_Extracted text_.
^^^^^^^^^^^^^^^^

Hacker News new | ask | show | jobs
by sgarland 619 days ago
I am slowly and sadly learning this lesson. My customers are devs, and I want so badly for them to care as deeply as I do about RDBMS optimization, normalization, and referential integrity, but by and large it’s a fool’s errand.

What has worked to some extent is patiently walking them down the path of what happens if those things don’t happen, e.g. “so no one uses lookup tables or enums, so now every row has X unnecessary bytes, which puts pressure on the buffer pool, and then everyone’s queries slow down, and everyone’s SLOs trend down…”

It doesn’t always work; I’ve also had people respond that “they’ll fix it later,” (lolol sure) but it’s had better results than simply explaining why their schema is technically sub-optimal.

The absolute worst to deal with have been those who seem to completely lack empathy, and respond flatly with, “fixing that isn’t on our roadmap, and isn’t likely to be,” even when I explain that in X months, my team will be suffering from their decisions.

2 comments

Maybe you already do, but I've had this exact challenge in the past as well and what has worked best is to send them some SQL queries that do it the "right" way. Often times I think they just don't want to deal with the problem: it's hard, it's uncomfortable, and nobody "up the chain" will care about it. There's plenty of reason not to want to do it.

But giving them the query, or writing the migration for them, often takes care of both one and two. I've even seen this approach ignite a passion for query optimization as it "clicked" for them!

I do this when I can, certainly, but there are only so many hours in a day, and I have larger tasks to deal with much of the time.

^^^^^^^^^^^^^^^^

_Exercise instructions_.
1 – Return, word for word, the passage of the Hacker News thread that opens with the words containing "But giving them" and closes with "of the time.".
2 – Resume the Hacker News thread after its last sentence and keep writing it.
None of the items are needed for this.

_Stored data_.
^^^^^^^^^^^^^^^^

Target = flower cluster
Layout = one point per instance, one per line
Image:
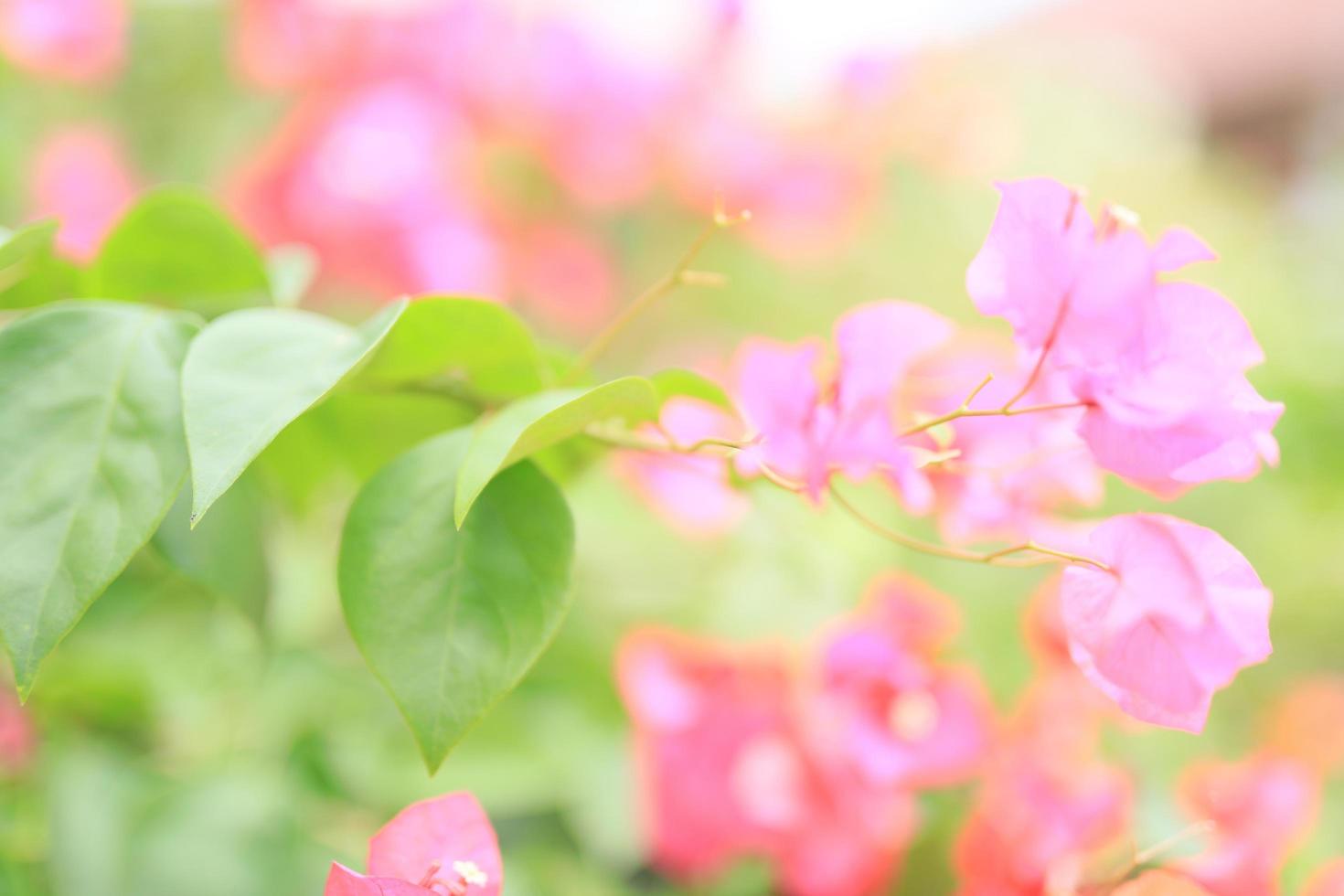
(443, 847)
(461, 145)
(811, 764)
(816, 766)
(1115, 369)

^^^^^^^^^^^^^^^^

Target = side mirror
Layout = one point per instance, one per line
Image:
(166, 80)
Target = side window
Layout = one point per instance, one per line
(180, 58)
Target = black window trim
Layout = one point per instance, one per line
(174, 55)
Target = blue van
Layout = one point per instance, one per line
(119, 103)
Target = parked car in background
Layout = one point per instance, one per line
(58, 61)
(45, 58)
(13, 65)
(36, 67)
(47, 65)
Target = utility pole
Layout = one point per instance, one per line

^^^^^^^^^^^^^^^^

_Your written answers_.
1 –
But giving them the query, or writing the migration for them, often takes care of both one and two. I've even seen this approach ignite a passion for query optimization as it "clicked" for them!

I do this when I can, certainly, but there are only so many hours in a day, and I have larger tasks to deal with much of the time.

2 –
What I’d love is for devs to treat SQL the same as they would their primary language, instead of some mysterious and arcane artifact to be abstracted away and ignored. If I refused to use any data structure other than a dict / hashmap because “it’s good enough,” how do you think that would go over?

Of the items you listed, I only care about referential integrity (or rather, I don't want things to be wrong). Unless we are adding millions of rows on a daily basis, microoptimizations don't make a meaningful impact.

Of all the optimizations I have meassured (and I have meassured a fair number), only two types have really moved the needle: do less, and use a better algorithm.

If we need to shave a few percentage of the database access, it is more cost effective for us to get a more powerful database server. Assuming that we already have a cache and aren't doing something stupid like not using an index.

> Unless we are adding millions of rows on a daily basis, microoptimizations don't make a meaningful impact.

At toy scale (if your entire dataset can easily fit into memory on a small instance; probably < 100,000,000 rows total), then some things don’t matter as much. I disagree that they aren’t meaningful, though. Especially with Aurora, and its “what if we added even more latency to queries” model of splitting compute and storage. Go make a table with a few million rows; one column with a sequential ID, the other with UUIDv4. Index them both (in MySQL, you’d need to swap PKs between tests since it clusters), then do any kind of aggregation query, like COUNT, MAX, etc. That’s not a small difference.

A micro-optimization for an RDBMS would be something like switching a MySQL column from VARCHAR to CHAR if you’re positive that the length is fixed, to save the 1-2 bytes/row overhead. It matters at scale (thousands of tables * millions of rows can add up), but not for most.

> If we need to shave a few percentage of the database access, it is more cost effective for us to get a more powerful database server.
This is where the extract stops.